Could you express the data from the line with "of the flower" up to and including the line with "[[111, 656]]" as a JSON list of strings, one string per line and no blank lines?

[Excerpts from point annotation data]
** Begin **
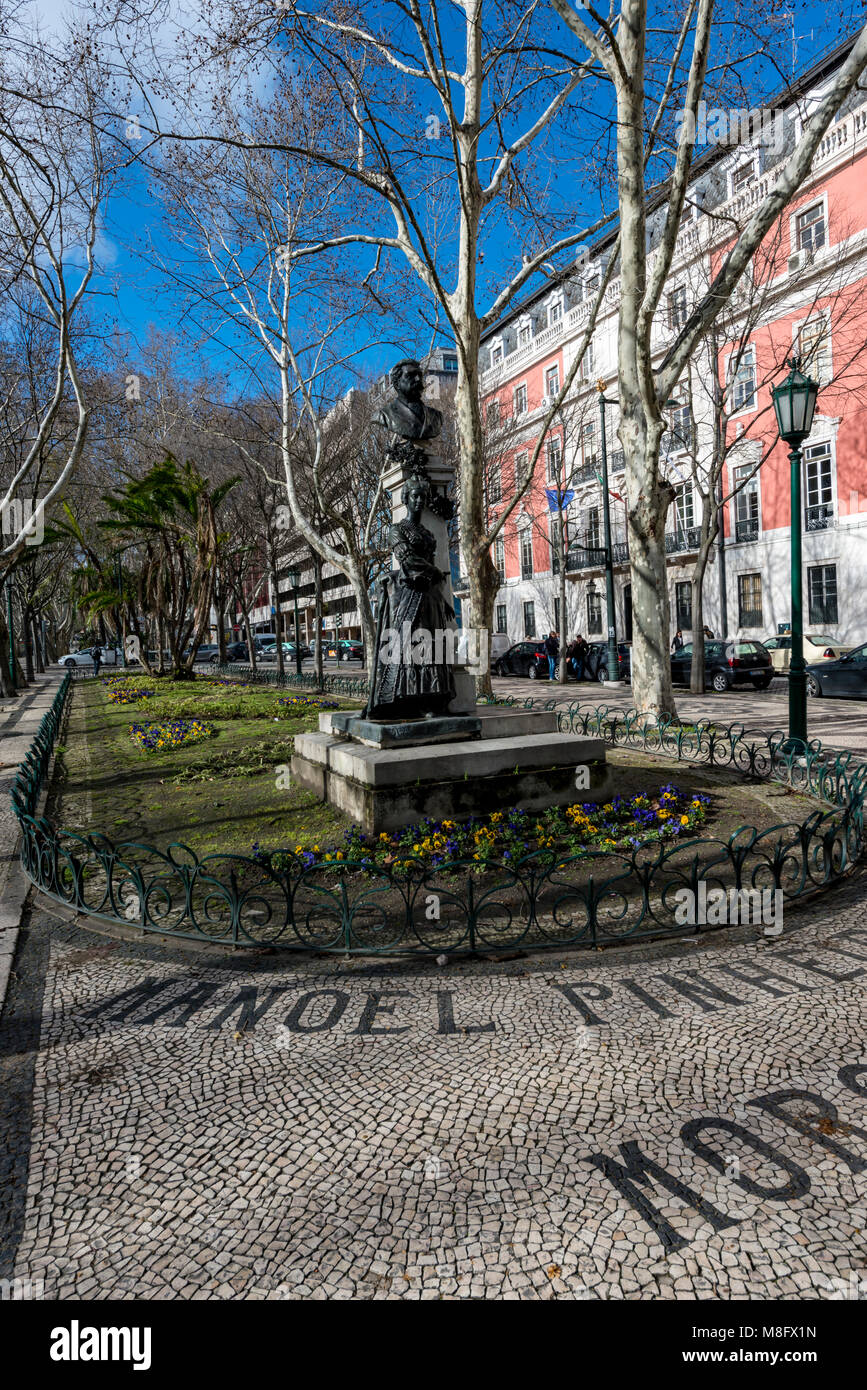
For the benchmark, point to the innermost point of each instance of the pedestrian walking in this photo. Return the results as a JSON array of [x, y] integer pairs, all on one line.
[[552, 651], [577, 655]]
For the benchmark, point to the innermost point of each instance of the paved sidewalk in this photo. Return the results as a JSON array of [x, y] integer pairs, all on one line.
[[839, 723], [20, 719]]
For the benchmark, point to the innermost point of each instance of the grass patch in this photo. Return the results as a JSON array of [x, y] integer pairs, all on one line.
[[218, 795], [228, 795]]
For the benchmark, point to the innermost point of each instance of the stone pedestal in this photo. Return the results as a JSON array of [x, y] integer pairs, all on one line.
[[517, 758]]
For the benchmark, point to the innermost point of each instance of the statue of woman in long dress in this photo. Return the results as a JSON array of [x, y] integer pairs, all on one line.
[[414, 619]]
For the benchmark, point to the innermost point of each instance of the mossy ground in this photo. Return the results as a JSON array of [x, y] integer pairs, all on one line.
[[223, 795], [218, 795]]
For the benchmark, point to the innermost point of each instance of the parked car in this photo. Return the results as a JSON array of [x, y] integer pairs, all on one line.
[[845, 676], [523, 659], [596, 665], [727, 662], [349, 649], [816, 649], [268, 653], [206, 652], [111, 656]]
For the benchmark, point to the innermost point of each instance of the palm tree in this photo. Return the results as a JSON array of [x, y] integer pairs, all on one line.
[[170, 517]]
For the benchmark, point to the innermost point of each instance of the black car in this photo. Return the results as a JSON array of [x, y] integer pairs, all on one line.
[[349, 649], [596, 663], [523, 659], [727, 662], [845, 676]]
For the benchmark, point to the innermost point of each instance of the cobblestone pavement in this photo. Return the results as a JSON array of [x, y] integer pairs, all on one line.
[[670, 1122], [839, 723]]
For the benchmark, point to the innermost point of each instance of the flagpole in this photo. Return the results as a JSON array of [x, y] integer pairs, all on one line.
[[609, 549]]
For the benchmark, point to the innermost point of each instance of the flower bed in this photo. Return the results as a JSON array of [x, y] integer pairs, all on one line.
[[307, 702], [177, 733], [505, 837]]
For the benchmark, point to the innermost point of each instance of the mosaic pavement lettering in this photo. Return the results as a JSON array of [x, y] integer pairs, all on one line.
[[667, 1123]]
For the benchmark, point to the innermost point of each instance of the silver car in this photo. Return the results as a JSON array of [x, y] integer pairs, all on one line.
[[111, 656]]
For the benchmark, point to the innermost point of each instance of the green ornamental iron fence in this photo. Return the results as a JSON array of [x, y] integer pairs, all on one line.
[[587, 900]]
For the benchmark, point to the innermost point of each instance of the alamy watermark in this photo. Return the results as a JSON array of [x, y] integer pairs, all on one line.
[[734, 125], [719, 908]]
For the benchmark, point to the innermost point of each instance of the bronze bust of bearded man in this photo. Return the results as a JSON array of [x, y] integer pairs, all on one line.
[[407, 416], [409, 680]]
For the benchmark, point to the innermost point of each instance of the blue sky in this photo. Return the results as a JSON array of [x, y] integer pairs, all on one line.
[[134, 293]]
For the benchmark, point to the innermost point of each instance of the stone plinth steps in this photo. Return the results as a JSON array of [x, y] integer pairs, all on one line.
[[392, 774]]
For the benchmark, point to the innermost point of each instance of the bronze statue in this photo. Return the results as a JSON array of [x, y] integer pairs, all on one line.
[[406, 414], [413, 676]]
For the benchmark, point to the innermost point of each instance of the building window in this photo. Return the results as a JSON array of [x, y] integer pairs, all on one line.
[[499, 559], [810, 228], [749, 601], [746, 502], [555, 455], [680, 430], [684, 503], [527, 571], [744, 381], [821, 590], [555, 544], [593, 612], [682, 603], [677, 307], [819, 509], [813, 342]]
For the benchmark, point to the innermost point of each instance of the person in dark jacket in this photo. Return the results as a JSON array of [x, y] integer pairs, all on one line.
[[577, 655], [552, 651]]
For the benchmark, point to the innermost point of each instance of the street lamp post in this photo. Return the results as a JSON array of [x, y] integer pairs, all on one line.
[[293, 584], [606, 524], [120, 581], [11, 630], [795, 405]]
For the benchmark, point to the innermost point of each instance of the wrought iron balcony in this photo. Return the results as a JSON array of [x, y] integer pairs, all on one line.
[[750, 617], [819, 517], [587, 473], [684, 540], [588, 553]]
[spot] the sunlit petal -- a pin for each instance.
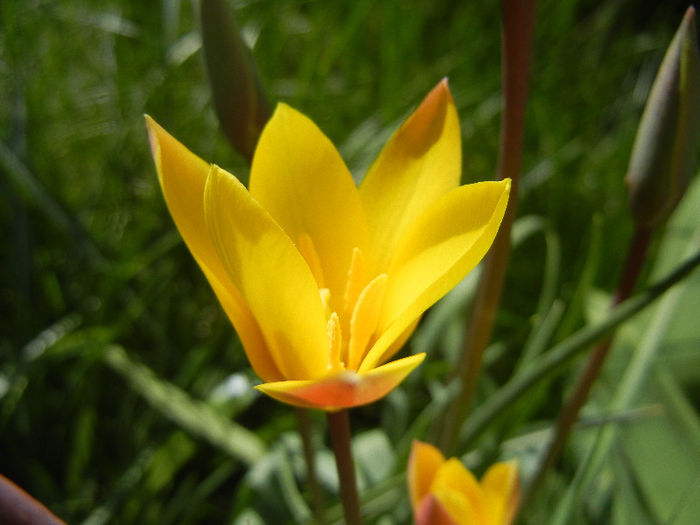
** End **
> [Answer to this task]
[
  "For the benchmark, point to the innermost point of each instance of the flower bed in this photo. Return the results as a JSON array of [x, y] integer pairs, all on one line.",
  "[[307, 702], [177, 733], [505, 837]]",
  "For the benchmark, point to the innermost point of each instance of the mosaic pavement lettering in this photo. Return the results as a JSON array of [x, y] integer pairs, all on one line.",
  "[[667, 1123]]",
  "For the benchmark, point to the innermost point of each instance of the silver car in this photo. Return the results as a JSON array of [x, y] integer pairs, all on one line.",
  "[[111, 656]]"
]